━━━ DOCUMENT SECTION ━━━

Sztáray got the position of lady in waiting at the Imperial court of Austria. She never married and had no children, as she dedicated her whole life to the Empress and the court. She accompanied Elisabeth during her last four years, from 1894 until 1898, on her journeys to Hungary, Italy, Switzerland, Algeria and Greece. Her memoirs Aus den letzten Jahren der Kaiserin Elisabeth, which she wrote many years after Empress Elisabeth's death, were published in German and are a valuable source which gives detailed insights into Sisi's final years.

For her services, Irma Sztáray received a medal of honour from Emperor Franz Joseph I right after Elisabeth's assassination.

==Later years==
Following Empress Elisabeth's death, Sztáray traveled to Italy with her mother to recover from the tragedy. After returning home, she joined the Red Cross and helped care for the wounded in World War I as a nurse. In 1907, she donated the black silk jacket that Empress Elizabeth was wearing on the day of her death to the Queen Elizabeth Memorial Museum at the Buda Castle in Hungary.

━━━

* _PROBLEMS TO SOLVE_:
1 - In the passage about Irma Sztáray, rename "Red Cross" to "Red Crescent" in the part that opens with the words containing "For her services, Irma" and closes with "Castle in Hungary.", and write that part out.
2 - Keep writing the passage about Irma Sztáray, picking up right after its last sentence.
The lines that come after this text aren't needed, so you can leave them aside.

━━━ RAW DATA ━━━

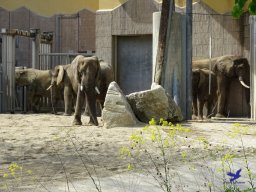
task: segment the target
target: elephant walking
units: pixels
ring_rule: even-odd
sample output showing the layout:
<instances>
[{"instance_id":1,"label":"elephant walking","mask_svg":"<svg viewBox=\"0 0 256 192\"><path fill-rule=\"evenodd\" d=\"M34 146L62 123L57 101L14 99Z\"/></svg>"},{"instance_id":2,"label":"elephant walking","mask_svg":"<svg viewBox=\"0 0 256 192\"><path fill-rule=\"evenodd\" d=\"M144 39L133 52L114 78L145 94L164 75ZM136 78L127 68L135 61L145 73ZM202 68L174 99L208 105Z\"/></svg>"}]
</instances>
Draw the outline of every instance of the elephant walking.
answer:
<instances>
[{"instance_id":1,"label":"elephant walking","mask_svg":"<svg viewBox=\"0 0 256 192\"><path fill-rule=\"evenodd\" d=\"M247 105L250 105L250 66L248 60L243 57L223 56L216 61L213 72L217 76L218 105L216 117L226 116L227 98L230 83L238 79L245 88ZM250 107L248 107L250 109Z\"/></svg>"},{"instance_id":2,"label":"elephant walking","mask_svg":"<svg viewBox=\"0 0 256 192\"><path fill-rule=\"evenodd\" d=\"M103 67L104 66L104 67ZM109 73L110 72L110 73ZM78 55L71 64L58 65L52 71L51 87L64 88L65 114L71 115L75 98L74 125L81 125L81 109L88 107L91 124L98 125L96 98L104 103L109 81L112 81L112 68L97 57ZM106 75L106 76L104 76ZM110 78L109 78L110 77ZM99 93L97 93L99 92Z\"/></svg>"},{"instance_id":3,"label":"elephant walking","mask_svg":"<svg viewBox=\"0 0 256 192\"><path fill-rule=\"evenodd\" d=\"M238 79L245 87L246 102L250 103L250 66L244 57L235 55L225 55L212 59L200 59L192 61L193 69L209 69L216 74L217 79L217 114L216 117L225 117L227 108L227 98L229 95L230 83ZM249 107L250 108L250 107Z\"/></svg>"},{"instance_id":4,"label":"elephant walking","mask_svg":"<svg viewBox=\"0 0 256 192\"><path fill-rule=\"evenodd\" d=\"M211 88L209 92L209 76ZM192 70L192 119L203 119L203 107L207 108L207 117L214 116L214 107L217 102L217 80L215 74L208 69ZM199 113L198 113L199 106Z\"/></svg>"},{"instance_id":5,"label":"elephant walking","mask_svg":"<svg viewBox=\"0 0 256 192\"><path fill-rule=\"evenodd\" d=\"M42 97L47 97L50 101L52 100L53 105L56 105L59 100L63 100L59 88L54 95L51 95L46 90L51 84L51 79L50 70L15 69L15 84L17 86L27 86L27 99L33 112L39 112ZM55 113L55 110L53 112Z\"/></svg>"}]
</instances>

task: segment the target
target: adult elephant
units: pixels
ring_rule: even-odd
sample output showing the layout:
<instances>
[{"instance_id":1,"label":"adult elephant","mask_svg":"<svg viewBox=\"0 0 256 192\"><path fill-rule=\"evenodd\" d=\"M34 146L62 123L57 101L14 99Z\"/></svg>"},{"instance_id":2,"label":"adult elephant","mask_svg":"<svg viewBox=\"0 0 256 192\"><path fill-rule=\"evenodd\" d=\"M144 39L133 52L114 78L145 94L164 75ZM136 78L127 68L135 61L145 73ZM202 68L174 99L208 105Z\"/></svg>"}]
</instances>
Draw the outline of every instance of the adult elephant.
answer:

━━━

* _RESPONSES BY TASK_:
1 -
For her services, Irma Sztáray received a medal of honour from Emperor Franz Joseph I right after Elisabeth's assassination.

==Later years==
Following Empress Elisabeth's death, Sztáray traveled to Italy with her mother to recover from the tragedy. After returning home, she joined the Red Crescent and helped care for the wounded in World War I as a nurse. In 1907, she donated the black silk jacket that Empress Elizabeth was wearing on the day of her death to the Queen Elizabeth Memorial Museum at the Buda Castle in Hungary.

2 -
Sztáray lived in seclusion in her family's castle in Szobránc, Hungary (today Sobrance, Slovakia) until her death. She died on 3 September 1940, at the age of 77.

==In popular culture==
The 2023 German-Austrian-Swiss film Sisi & I, directed by Frauke Finsterwalder, tells the story of Empress Elisabeth of Austria from the point of view of Sztáray, who was portrayed by German actress Sandra Hüller.